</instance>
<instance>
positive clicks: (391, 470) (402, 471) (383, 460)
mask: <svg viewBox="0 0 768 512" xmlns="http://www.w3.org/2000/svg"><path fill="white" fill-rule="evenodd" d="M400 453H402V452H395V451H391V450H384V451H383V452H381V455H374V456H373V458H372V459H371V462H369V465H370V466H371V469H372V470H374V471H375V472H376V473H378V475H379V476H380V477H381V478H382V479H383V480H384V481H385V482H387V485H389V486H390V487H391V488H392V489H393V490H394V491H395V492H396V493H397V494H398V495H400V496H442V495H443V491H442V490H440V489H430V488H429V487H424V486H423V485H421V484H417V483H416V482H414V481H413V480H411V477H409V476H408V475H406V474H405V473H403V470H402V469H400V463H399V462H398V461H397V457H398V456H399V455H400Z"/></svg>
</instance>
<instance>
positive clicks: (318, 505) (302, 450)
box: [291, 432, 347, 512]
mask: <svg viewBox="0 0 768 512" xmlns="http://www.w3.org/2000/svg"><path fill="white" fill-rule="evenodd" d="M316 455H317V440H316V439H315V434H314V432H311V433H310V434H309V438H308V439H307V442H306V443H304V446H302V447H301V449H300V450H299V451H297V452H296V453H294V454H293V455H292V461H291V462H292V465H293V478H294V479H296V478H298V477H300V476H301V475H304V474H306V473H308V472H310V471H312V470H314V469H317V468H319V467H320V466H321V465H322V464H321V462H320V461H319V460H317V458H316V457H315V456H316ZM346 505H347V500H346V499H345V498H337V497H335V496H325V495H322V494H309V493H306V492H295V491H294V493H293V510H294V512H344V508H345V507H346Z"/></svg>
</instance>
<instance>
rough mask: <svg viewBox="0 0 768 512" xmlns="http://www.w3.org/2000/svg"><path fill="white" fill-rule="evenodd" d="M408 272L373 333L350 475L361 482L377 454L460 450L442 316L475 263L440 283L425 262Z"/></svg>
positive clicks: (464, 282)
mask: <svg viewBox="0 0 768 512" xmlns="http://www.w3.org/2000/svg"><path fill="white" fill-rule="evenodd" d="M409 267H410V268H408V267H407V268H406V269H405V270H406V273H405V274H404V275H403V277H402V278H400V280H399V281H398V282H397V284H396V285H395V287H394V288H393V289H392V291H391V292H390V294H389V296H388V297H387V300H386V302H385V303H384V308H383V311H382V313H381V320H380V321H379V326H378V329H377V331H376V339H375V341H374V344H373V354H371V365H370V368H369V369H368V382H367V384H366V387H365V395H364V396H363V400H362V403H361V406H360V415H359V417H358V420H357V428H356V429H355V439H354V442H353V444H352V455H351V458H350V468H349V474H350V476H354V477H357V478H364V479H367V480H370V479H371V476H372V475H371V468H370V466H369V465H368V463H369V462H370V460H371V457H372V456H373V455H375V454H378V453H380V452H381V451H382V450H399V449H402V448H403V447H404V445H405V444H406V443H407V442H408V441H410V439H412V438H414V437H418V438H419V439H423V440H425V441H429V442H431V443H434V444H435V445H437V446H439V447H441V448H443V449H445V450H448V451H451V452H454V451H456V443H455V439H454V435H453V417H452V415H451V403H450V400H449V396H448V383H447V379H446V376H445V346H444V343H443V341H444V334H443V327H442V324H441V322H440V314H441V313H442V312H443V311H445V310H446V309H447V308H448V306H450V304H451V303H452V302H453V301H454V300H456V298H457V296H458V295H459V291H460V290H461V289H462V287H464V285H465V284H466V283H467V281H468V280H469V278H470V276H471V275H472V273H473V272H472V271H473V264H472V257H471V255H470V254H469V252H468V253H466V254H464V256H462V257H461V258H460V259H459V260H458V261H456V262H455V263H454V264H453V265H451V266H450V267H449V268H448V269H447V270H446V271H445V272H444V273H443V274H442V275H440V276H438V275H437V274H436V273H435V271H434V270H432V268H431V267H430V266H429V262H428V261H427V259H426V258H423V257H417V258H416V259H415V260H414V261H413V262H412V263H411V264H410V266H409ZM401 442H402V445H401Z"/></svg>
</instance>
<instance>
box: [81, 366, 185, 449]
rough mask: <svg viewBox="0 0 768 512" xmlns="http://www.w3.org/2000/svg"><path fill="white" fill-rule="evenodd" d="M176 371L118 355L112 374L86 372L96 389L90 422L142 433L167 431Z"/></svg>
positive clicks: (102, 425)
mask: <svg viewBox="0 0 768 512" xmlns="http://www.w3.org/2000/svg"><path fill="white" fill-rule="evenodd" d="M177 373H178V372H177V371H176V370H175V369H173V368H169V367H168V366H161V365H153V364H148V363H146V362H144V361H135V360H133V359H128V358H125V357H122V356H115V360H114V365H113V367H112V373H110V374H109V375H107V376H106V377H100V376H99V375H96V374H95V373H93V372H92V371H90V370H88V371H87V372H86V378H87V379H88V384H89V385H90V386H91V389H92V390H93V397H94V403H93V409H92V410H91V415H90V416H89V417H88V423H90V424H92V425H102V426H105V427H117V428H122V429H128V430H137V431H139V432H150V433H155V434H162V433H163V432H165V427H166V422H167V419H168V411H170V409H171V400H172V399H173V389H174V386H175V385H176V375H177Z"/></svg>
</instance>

Activity:
Format each line of the listing, from its start up to and including the line containing "positive clicks: (391, 470)", as an item in a numbered list, leaving out any blank lines.

Written response:
1. </instance>
2. <instance>
3. positive clicks: (391, 470) (402, 471) (383, 460)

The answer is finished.